=== Section Start ===
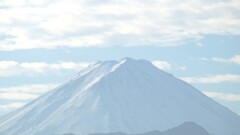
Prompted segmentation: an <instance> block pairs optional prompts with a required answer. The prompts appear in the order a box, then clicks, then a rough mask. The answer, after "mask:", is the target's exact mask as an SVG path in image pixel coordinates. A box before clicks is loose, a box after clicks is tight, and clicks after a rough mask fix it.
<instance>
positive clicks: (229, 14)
mask: <svg viewBox="0 0 240 135" xmlns="http://www.w3.org/2000/svg"><path fill="white" fill-rule="evenodd" d="M176 3H178V4H176ZM239 7H240V2H239V1H238V0H229V1H224V0H208V1H206V0H201V1H200V0H199V1H198V0H197V1H194V2H193V1H190V0H183V1H181V2H179V1H176V0H168V1H165V0H149V1H141V0H132V1H126V0H121V1H119V0H104V1H101V2H100V1H96V0H88V1H84V0H58V1H56V0H51V1H50V0H38V1H34V0H21V1H18V0H3V1H1V3H0V16H1V19H0V115H2V114H5V113H7V112H9V111H12V110H14V109H16V108H18V107H20V106H22V105H24V104H26V103H28V102H30V101H31V100H33V99H35V98H37V97H38V96H39V95H41V94H42V93H44V92H46V91H48V90H50V89H52V88H54V87H55V86H57V85H59V84H61V83H63V82H64V81H66V80H68V78H70V77H71V76H73V75H74V74H75V73H77V72H78V71H80V70H81V69H83V68H84V67H86V66H88V65H89V64H91V63H94V62H96V61H98V60H101V61H103V60H110V59H115V60H118V59H121V58H124V57H132V58H135V59H147V60H149V61H151V62H152V63H153V64H154V65H156V66H157V67H159V68H160V69H163V70H165V71H166V72H169V73H172V74H173V75H175V76H176V77H178V78H181V79H183V80H185V81H187V82H189V83H190V84H192V85H193V86H195V87H196V88H198V89H199V90H200V91H202V92H203V93H205V94H206V95H208V96H209V97H211V98H213V99H214V100H216V101H217V102H219V103H220V104H222V105H224V106H226V107H228V108H229V109H231V110H232V111H234V112H235V113H237V114H240V70H239V69H240V44H239V43H240V8H239Z"/></svg>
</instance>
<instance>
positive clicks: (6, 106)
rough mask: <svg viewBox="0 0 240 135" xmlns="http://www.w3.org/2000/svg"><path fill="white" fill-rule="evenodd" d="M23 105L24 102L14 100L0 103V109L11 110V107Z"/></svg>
mask: <svg viewBox="0 0 240 135" xmlns="http://www.w3.org/2000/svg"><path fill="white" fill-rule="evenodd" d="M23 105H25V103H22V102H14V103H9V104H3V105H0V109H1V111H9V110H12V109H16V108H19V107H22V106H23Z"/></svg>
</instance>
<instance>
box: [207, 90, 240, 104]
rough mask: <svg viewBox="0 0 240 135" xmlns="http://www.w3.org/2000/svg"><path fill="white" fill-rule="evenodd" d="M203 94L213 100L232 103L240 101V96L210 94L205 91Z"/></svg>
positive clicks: (237, 95)
mask: <svg viewBox="0 0 240 135" xmlns="http://www.w3.org/2000/svg"><path fill="white" fill-rule="evenodd" d="M203 93H204V94H205V95H207V96H209V97H211V98H216V99H221V100H226V101H231V102H234V101H240V94H233V93H221V92H208V91H204V92H203Z"/></svg>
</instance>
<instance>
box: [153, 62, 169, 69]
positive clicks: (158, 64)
mask: <svg viewBox="0 0 240 135" xmlns="http://www.w3.org/2000/svg"><path fill="white" fill-rule="evenodd" d="M152 64H153V65H155V66H156V67H158V68H159V69H163V70H170V69H171V68H172V65H171V64H170V63H169V62H167V61H159V60H158V61H152Z"/></svg>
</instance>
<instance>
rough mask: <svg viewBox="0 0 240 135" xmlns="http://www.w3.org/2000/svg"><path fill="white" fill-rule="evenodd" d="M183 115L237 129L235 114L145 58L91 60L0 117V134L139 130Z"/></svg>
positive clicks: (219, 134) (211, 132) (37, 133)
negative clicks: (10, 111) (67, 75)
mask: <svg viewBox="0 0 240 135" xmlns="http://www.w3.org/2000/svg"><path fill="white" fill-rule="evenodd" d="M186 121H192V122H195V123H197V124H199V125H201V126H202V127H204V129H206V130H207V131H208V132H209V133H210V134H214V135H239V134H240V117H239V116H238V115H236V114H234V113H233V112H231V111H230V110H228V109H227V108H225V107H223V106H221V105H219V104H218V103H216V102H214V101H213V100H211V99H210V98H208V97H206V96H205V95H203V94H202V93H201V92H199V91H198V90H197V89H195V88H194V87H192V86H190V85H189V84H187V83H185V82H183V81H181V80H179V79H177V78H175V77H174V76H173V75H171V74H168V73H165V72H163V71H161V70H159V69H158V68H156V67H155V66H153V65H152V64H151V63H150V62H148V61H146V60H133V59H130V58H126V59H123V60H120V61H106V62H97V63H96V64H93V65H91V66H89V67H87V68H86V69H84V70H82V71H81V72H79V73H78V74H77V75H76V76H74V77H73V78H71V79H70V80H69V81H67V82H66V83H64V84H63V85H61V86H59V87H57V88H55V89H54V90H52V91H49V92H48V93H46V94H44V95H42V96H40V97H39V98H38V99H36V100H34V101H33V102H31V103H29V104H27V105H26V106H24V107H22V108H20V109H18V110H16V111H14V112H12V113H9V114H8V115H6V116H5V117H2V118H1V119H0V134H1V135H49V134H63V133H74V134H76V135H89V134H91V133H111V132H124V133H144V132H148V131H154V130H158V131H165V130H167V129H170V128H173V127H176V126H178V125H180V124H182V123H184V122H186Z"/></svg>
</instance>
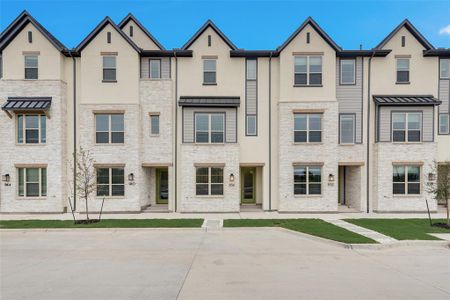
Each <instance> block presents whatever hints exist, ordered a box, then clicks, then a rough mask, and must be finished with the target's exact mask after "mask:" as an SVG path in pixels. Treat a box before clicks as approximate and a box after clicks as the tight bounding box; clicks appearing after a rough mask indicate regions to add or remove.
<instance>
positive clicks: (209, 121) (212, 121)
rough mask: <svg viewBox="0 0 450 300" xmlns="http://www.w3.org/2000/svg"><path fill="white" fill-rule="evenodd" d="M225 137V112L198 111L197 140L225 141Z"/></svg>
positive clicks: (212, 142)
mask: <svg viewBox="0 0 450 300" xmlns="http://www.w3.org/2000/svg"><path fill="white" fill-rule="evenodd" d="M224 137H225V114H223V113H196V114H195V142H196V143H212V144H214V143H223V142H224Z"/></svg>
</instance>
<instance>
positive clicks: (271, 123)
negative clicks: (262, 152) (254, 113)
mask: <svg viewBox="0 0 450 300" xmlns="http://www.w3.org/2000/svg"><path fill="white" fill-rule="evenodd" d="M271 210H272V51H270V56H269V211H271Z"/></svg>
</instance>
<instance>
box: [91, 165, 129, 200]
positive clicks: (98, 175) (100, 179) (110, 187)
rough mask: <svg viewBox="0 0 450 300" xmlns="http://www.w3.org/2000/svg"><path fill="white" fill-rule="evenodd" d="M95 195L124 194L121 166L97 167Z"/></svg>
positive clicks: (108, 195) (123, 195)
mask: <svg viewBox="0 0 450 300" xmlns="http://www.w3.org/2000/svg"><path fill="white" fill-rule="evenodd" d="M96 171H97V196H106V197H120V196H124V195H125V172H124V169H123V168H97V169H96Z"/></svg>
=== Section End ===
» Assignment: Without including the pictures, copy all of the data exactly.

» Reply:
Prompted segmentation: an <instance> block pairs optional prompts with a required answer. The prompts appear in the order a box, then clicks, then a rough mask. The answer, after "mask:", is the target's exact mask as an SVG path in image pixel coordinates. A box before clicks is loose, a box after clicks is tight, and clicks after a rough mask fix it.
<instance>
positive clicks: (229, 14)
mask: <svg viewBox="0 0 240 135" xmlns="http://www.w3.org/2000/svg"><path fill="white" fill-rule="evenodd" d="M176 3H178V4H176ZM239 7H240V2H239V1H238V0H229V1H224V0H208V1H206V0H201V1H200V0H199V1H198V0H197V1H194V2H193V1H190V0H183V1H181V2H179V1H176V0H168V1H165V0H149V1H141V0H132V1H126V0H121V1H119V0H104V1H101V2H100V1H96V0H88V1H84V0H58V1H56V0H51V1H50V0H38V1H34V0H21V1H18V0H3V1H1V3H0V16H1V19H0V115H2V114H5V113H7V112H9V111H12V110H14V109H16V108H18V107H20V106H22V105H24V104H26V103H28V102H30V101H31V100H33V99H35V98H37V97H38V96H39V95H41V94H42V93H44V92H46V91H48V90H50V89H52V88H54V87H55V86H57V85H59V84H61V83H63V82H64V81H66V80H68V78H70V77H71V76H73V75H74V74H75V73H77V72H78V71H80V70H81V69H83V68H84V67H86V66H88V65H89V64H91V63H94V62H96V61H98V60H101V61H103V60H110V59H115V60H118V59H121V58H124V57H132V58H135V59H147V60H149V61H151V62H152V63H153V64H154V65H156V66H157V67H159V68H160V69H163V70H165V71H166V72H169V73H172V74H173V75H175V76H176V77H178V78H181V79H183V80H185V81H187V82H189V83H190V84H192V85H193V86H195V87H196V88H198V89H199V90H200V91H202V92H203V93H205V94H206V95H208V96H209V97H211V98H213V99H214V100H216V101H217V102H219V103H220V104H222V105H224V106H226V107H228V108H229V109H231V110H232V111H234V112H235V113H237V114H240V70H239V69H240V44H239V43H240V8H239Z"/></svg>
</instance>
<instance>
positive clicks: (6, 106)
rough mask: <svg viewBox="0 0 240 135" xmlns="http://www.w3.org/2000/svg"><path fill="white" fill-rule="evenodd" d="M23 105L24 102L14 100L0 103V109L11 110V107Z"/></svg>
mask: <svg viewBox="0 0 240 135" xmlns="http://www.w3.org/2000/svg"><path fill="white" fill-rule="evenodd" d="M23 105H25V103H22V102H14V103H9V104H3V105H0V109H1V111H9V110H12V109H16V108H19V107H22V106H23Z"/></svg>
</instance>
<instance>
box: [207, 90, 240, 104]
rough mask: <svg viewBox="0 0 240 135" xmlns="http://www.w3.org/2000/svg"><path fill="white" fill-rule="evenodd" d="M203 94L213 100L232 103L240 101V96L210 94L205 91Z"/></svg>
positive clicks: (237, 95)
mask: <svg viewBox="0 0 240 135" xmlns="http://www.w3.org/2000/svg"><path fill="white" fill-rule="evenodd" d="M203 93H204V94H205V95H207V96H209V97H211V98H216V99H221V100H226V101H231V102H234V101H240V94H233V93H221V92H208V91H204V92H203Z"/></svg>
</instance>
<instance>
box: [153, 62, 169, 69]
positive clicks: (158, 64)
mask: <svg viewBox="0 0 240 135" xmlns="http://www.w3.org/2000/svg"><path fill="white" fill-rule="evenodd" d="M152 64H153V65H155V66H156V67H158V68H159V69H163V70H170V69H171V68H172V65H171V64H170V63H169V62H167V61H159V60H158V61H152Z"/></svg>
</instance>
<instance>
rough mask: <svg viewBox="0 0 240 135" xmlns="http://www.w3.org/2000/svg"><path fill="white" fill-rule="evenodd" d="M183 115L237 129L235 114L145 58L91 60L0 117V134L139 130Z"/></svg>
positive clicks: (219, 134) (211, 132) (37, 133)
negative clicks: (10, 111) (67, 75)
mask: <svg viewBox="0 0 240 135" xmlns="http://www.w3.org/2000/svg"><path fill="white" fill-rule="evenodd" d="M186 121H192V122H195V123H197V124H199V125H201V126H202V127H204V129H206V130H207V131H208V132H209V133H210V134H214V135H239V134H240V117H239V116H238V115H236V114H234V113H233V112H231V111H230V110H228V109H227V108H225V107H223V106H221V105H219V104H218V103H216V102H214V101H213V100H211V99H210V98H208V97H206V96H205V95H203V94H202V93H201V92H199V91H198V90H197V89H195V88H194V87H192V86H190V85H189V84H187V83H185V82H183V81H181V80H179V79H177V78H175V77H174V76H173V75H171V74H168V73H165V72H163V71H161V70H159V69H158V68H156V67H155V66H153V65H152V64H151V63H150V62H148V61H146V60H133V59H130V58H126V59H123V60H120V61H106V62H97V63H96V64H93V65H91V66H89V67H87V68H86V69H84V70H82V71H81V72H79V73H78V74H77V75H76V76H74V77H73V78H71V79H70V80H69V81H67V82H66V83H64V84H63V85H61V86H59V87H57V88H55V89H54V90H52V91H49V92H48V93H46V94H44V95H42V96H40V97H39V98H38V99H36V100H34V101H33V102H31V103H29V104H27V105H26V106H24V107H22V108H20V109H18V110H16V111H14V112H12V113H9V114H8V115H6V116H5V117H2V118H1V119H0V134H1V135H49V134H63V133H74V134H76V135H89V134H91V133H111V132H124V133H144V132H148V131H154V130H158V131H165V130H167V129H170V128H173V127H176V126H178V125H180V124H182V123H184V122H186Z"/></svg>
</instance>
Each <instance> block presents whatever hints exist, ordered a box, then clicks, then a rough mask, and must be finished with the target's exact mask after "mask:" as an SVG path in pixels. Treat a box before clicks as approximate and a box after clicks as the tight bounding box; clicks appearing after a rough mask indicate regions to add or remove.
<instance>
positive clicks: (209, 121) (212, 121)
rough mask: <svg viewBox="0 0 450 300" xmlns="http://www.w3.org/2000/svg"><path fill="white" fill-rule="evenodd" d="M225 137V112L198 111L197 140L225 141Z"/></svg>
positive clicks: (212, 142)
mask: <svg viewBox="0 0 450 300" xmlns="http://www.w3.org/2000/svg"><path fill="white" fill-rule="evenodd" d="M224 137H225V114H223V113H196V114H195V142H196V143H212V144H214V143H223V142H224Z"/></svg>
</instance>
<instance>
positive clicks: (271, 123)
negative clicks: (262, 152) (254, 113)
mask: <svg viewBox="0 0 450 300" xmlns="http://www.w3.org/2000/svg"><path fill="white" fill-rule="evenodd" d="M271 210H272V51H270V56H269V211H271Z"/></svg>
</instance>
<instance>
box: [91, 165, 129, 200]
positive clicks: (98, 175) (100, 179) (110, 187)
rough mask: <svg viewBox="0 0 450 300" xmlns="http://www.w3.org/2000/svg"><path fill="white" fill-rule="evenodd" d="M95 195L124 194L121 166L97 167Z"/></svg>
positive clicks: (108, 195) (123, 195)
mask: <svg viewBox="0 0 450 300" xmlns="http://www.w3.org/2000/svg"><path fill="white" fill-rule="evenodd" d="M96 171H97V196H106V197H120V196H124V195H125V172H124V169H123V168H97V169H96Z"/></svg>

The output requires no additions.